- [STATED TASK]: Turn all of the rows below into a numbered list, skipping any blank lines.

- [Pointing data excerpts]:
_____
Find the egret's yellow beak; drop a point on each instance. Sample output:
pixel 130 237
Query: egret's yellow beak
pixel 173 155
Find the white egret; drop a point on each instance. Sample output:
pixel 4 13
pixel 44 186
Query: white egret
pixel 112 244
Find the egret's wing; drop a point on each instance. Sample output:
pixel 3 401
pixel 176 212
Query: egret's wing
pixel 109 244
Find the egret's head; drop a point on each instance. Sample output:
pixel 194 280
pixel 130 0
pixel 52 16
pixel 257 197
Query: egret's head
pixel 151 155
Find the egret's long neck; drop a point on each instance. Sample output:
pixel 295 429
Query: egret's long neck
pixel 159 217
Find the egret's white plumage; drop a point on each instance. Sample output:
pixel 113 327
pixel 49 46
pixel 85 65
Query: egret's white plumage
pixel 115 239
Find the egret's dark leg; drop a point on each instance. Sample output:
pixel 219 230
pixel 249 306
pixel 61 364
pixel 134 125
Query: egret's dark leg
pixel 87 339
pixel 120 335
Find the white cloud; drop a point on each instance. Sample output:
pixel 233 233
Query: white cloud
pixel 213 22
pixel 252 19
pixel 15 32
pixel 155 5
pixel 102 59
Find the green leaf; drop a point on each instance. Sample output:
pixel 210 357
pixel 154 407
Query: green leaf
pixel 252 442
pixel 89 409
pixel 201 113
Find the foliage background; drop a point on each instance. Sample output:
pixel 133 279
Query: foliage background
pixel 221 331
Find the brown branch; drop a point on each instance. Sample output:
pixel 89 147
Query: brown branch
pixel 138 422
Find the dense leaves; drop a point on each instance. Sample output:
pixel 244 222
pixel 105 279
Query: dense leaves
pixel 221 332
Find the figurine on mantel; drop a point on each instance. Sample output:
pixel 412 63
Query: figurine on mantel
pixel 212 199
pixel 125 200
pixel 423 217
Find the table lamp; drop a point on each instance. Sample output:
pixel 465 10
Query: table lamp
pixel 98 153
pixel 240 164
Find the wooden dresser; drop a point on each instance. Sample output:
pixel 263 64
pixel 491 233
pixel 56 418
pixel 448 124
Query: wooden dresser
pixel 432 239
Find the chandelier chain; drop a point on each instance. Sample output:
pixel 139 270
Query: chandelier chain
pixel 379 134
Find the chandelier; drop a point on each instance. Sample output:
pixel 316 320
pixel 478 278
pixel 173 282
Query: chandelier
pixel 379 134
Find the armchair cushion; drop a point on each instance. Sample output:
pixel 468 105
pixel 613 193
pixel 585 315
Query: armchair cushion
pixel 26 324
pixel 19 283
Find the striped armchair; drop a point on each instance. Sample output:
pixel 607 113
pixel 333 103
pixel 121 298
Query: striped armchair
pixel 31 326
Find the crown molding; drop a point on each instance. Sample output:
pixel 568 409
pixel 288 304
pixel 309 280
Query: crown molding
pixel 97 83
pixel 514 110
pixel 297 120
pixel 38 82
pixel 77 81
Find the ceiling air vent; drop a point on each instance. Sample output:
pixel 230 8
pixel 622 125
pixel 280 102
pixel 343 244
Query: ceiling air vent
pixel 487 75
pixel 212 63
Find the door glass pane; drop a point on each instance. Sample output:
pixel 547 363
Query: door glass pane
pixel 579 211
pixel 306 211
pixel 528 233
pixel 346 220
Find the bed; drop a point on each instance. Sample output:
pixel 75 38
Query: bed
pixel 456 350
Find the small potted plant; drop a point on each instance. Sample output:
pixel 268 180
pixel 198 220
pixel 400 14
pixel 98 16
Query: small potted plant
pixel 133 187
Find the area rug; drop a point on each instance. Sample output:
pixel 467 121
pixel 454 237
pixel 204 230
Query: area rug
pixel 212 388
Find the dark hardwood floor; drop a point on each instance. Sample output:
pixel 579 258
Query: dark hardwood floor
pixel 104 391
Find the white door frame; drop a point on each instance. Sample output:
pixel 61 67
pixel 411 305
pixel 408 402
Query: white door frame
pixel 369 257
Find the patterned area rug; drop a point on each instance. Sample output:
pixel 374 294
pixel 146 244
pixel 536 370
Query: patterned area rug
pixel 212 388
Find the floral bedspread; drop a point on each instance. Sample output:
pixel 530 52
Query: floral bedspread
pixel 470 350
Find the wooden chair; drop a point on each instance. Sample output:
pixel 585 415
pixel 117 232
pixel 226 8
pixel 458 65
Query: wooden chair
_____
- [PROBLEM SOLUTION]:
1. Find the egret's yellow beak; drop a point on each instance. Sample output:
2. pixel 130 237
3. Query: egret's yellow beak
4. pixel 173 155
5. Find the white egret; drop a point on each instance. Sample output:
6. pixel 4 13
7. pixel 44 186
8. Query: white egret
9. pixel 112 244
10. Find the egret's wing; drop a point on each instance. Sample output:
11. pixel 3 401
12. pixel 176 212
13. Query: egret's wing
14. pixel 109 244
15. Find the egret's head; drop a point on each instance. Sample output:
16. pixel 194 280
17. pixel 130 0
18. pixel 52 16
19. pixel 257 197
20. Query: egret's head
21. pixel 151 155
22. Find the egret's long neck; drop a point on each instance. Sample output:
23. pixel 295 429
24. Query: egret's long neck
25. pixel 159 217
26. Find the egret's white plumage; drop a point on each instance. Sample output:
27. pixel 113 327
28. pixel 49 46
29. pixel 85 65
30. Query: egret's white plumage
31. pixel 115 239
32. Find the egret's dark leg; drop a point on each instance. Sample output:
33. pixel 219 230
34. pixel 249 306
35. pixel 61 364
36. pixel 134 125
37. Query: egret's dark leg
38. pixel 87 339
39. pixel 120 335
40. Find the white cloud; drop a point on each instance. Sample output:
41. pixel 233 233
42. Query: white cloud
43. pixel 213 22
44. pixel 252 19
45. pixel 15 32
46. pixel 155 5
47. pixel 102 59
48. Find the green leaf; drop a point on each instance. Sample output:
49. pixel 210 357
50. pixel 154 407
51. Query: green leaf
52. pixel 252 442
53. pixel 89 409
54. pixel 201 113
55. Find the foliage background; drop a point on each instance. Sample output:
56. pixel 133 279
57. Query: foliage background
58. pixel 221 331
59. Find the brown branch; drop a point on each instance. Sample output:
60. pixel 89 147
61. Query: brown branch
62. pixel 138 422
63. Find the dense leaves; drop a point on each instance. Sample output:
64. pixel 244 222
65. pixel 105 279
66. Query: dense leaves
67. pixel 221 332
68. Find the figurine on mantel; drop a point on each instance. Sample output:
69. pixel 412 63
70. Query: figurine on mantel
71. pixel 212 199
72. pixel 125 200
73. pixel 423 217
74. Find the table lamp; drop a point on each instance. Sample output:
75. pixel 465 10
76. Query: table lamp
77. pixel 98 153
78. pixel 240 164
79. Find the wooden dresser; drop a point on each instance. Sample output:
80. pixel 263 64
81. pixel 491 233
82. pixel 56 418
83. pixel 448 124
84. Query: wooden dresser
85. pixel 432 239
86. Find the chandelier chain; drop a point on each instance. Sample output:
87. pixel 139 270
88. Query: chandelier chain
89. pixel 379 134
90. Find the chandelier; drop a point on each instance. Sample output:
91. pixel 316 320
92. pixel 478 278
93. pixel 173 282
94. Query: chandelier
95. pixel 379 134
96. Find the armchair cushion; drop a point on each instance. Sample output:
97. pixel 468 105
98. pixel 613 193
99. pixel 585 315
100. Query: armchair cushion
101. pixel 26 324
102. pixel 19 283
103. Find the striped armchair; drop a point on each instance. Sample output:
104. pixel 607 113
105. pixel 333 103
106. pixel 121 298
107. Query: striped armchair
108. pixel 31 326
109. Find the crown molding; drop a point on each instance. Sample output:
110. pixel 568 409
111. pixel 288 304
112. pixel 309 280
113. Query: crown molding
114. pixel 97 83
115. pixel 514 110
116. pixel 297 120
117. pixel 38 82
118. pixel 77 81
119. Find the ceiling air vent; drop a point on each instance. Sample output:
120. pixel 230 8
121. pixel 622 125
122. pixel 280 102
123. pixel 343 244
124. Query: ceiling air vent
125. pixel 487 75
126. pixel 212 63
127. Find the door glass pane; drop a point on each instance. Sample output:
128. pixel 547 363
129. Query: door glass pane
130. pixel 579 211
131. pixel 306 211
132. pixel 528 233
133. pixel 346 220
134. Find the bed; drop a point on each instance. Sample output:
135. pixel 75 38
136. Query: bed
137. pixel 456 350
138. Find the small potted plant; drop a point on each instance. Sample output:
139. pixel 268 180
140. pixel 198 220
141. pixel 400 14
142. pixel 98 16
143. Query: small potted plant
144. pixel 133 187
145. Find the area rug; drop a point on each instance. Sample output:
146. pixel 467 121
147. pixel 454 237
148. pixel 204 230
149. Query: area rug
150. pixel 212 388
151. Find the dark hardwood floor; drop a point on each instance. Sample output:
152. pixel 579 258
153. Query: dark hardwood floor
154. pixel 104 391
155. Find the white door frame; drop a point on each instance. Sample output:
156. pixel 61 67
157. pixel 411 305
158. pixel 408 402
159. Query: white door frame
160. pixel 369 257
161. Find the patterned area rug; drop a point on each instance. Sample output:
162. pixel 374 294
163. pixel 146 244
164. pixel 536 370
165. Query: patterned area rug
166. pixel 212 388
167. Find the floral bedspread; drop a point on each instance. Sample output:
168. pixel 530 52
169. Query: floral bedspread
170. pixel 470 350
171. Find the wooden chair; drop a point on each instance. Sample output:
172. pixel 585 415
173. pixel 117 232
174. pixel 226 8
175. pixel 458 65
176. Query: wooden chair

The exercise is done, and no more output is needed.